* Exercise description
Render the material from the line with "like [495, 206]." through the line with "Query: dog's pink tongue", both included, as a Markdown table with columns Row and Line. Number each line in the Row column, put the line itself in the Line column, and leave out blank lines.

* Exercise data
begin

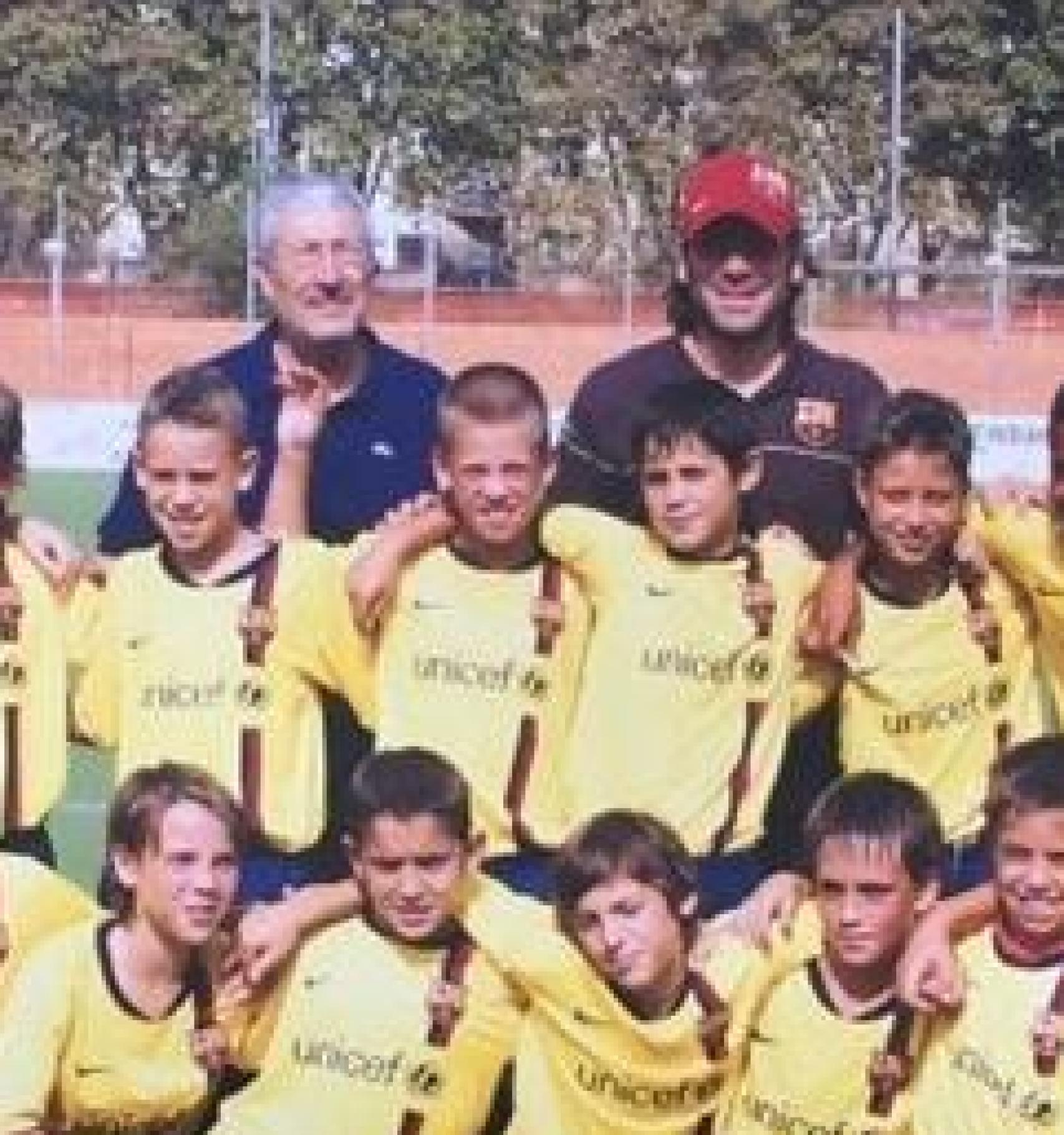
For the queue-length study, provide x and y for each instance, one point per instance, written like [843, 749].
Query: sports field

end
begin

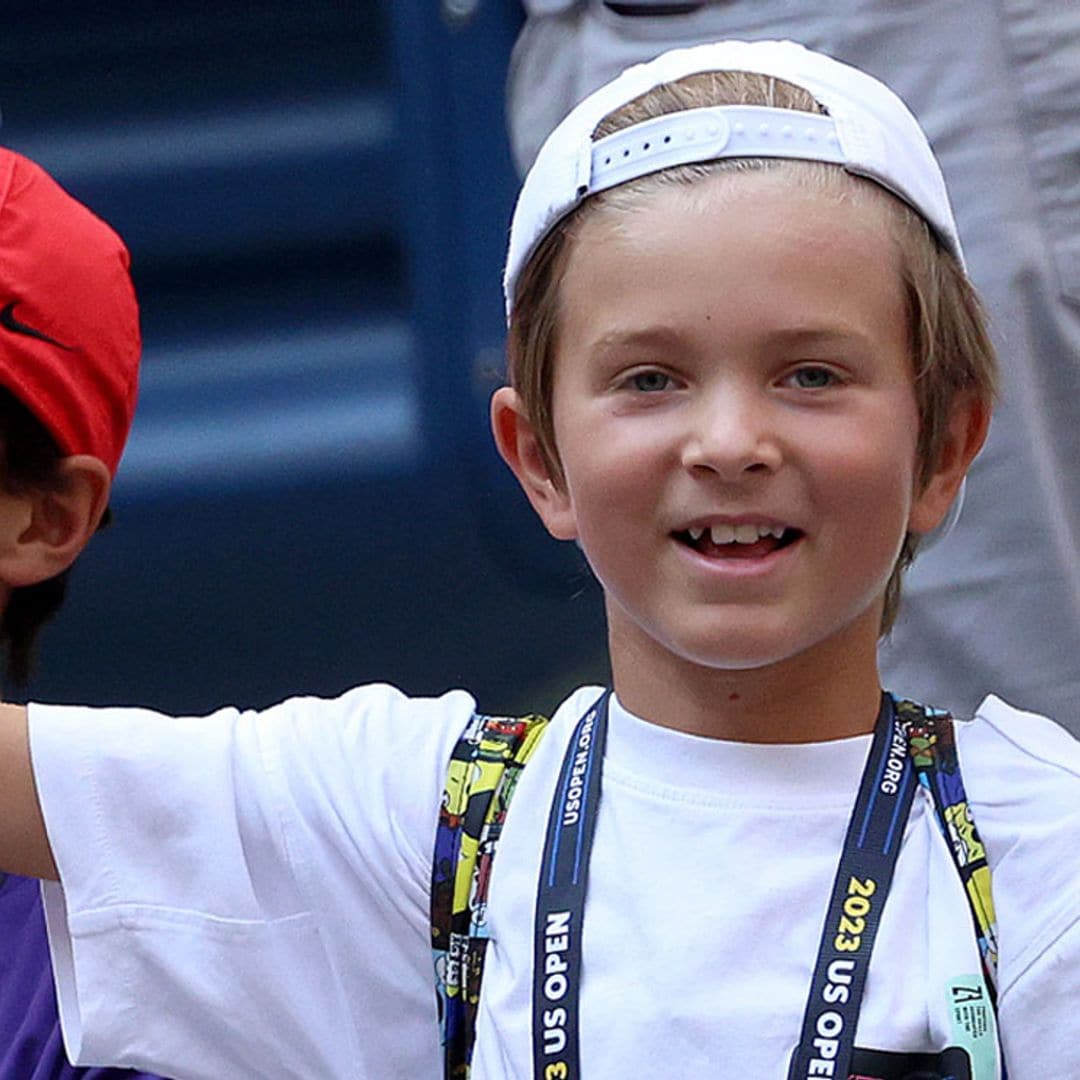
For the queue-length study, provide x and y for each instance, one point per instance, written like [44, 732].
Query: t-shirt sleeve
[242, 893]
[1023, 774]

end
begin

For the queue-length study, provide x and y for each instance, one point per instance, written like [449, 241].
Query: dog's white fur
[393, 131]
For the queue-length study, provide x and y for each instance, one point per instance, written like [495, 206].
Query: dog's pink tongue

end

* Exercise response
| Row | Line |
|---|---|
| 1 | For the queue-length study, provide x and y for each instance, one point per instance, written like [495, 206]. |
| 2 | Query: dog's pink tongue |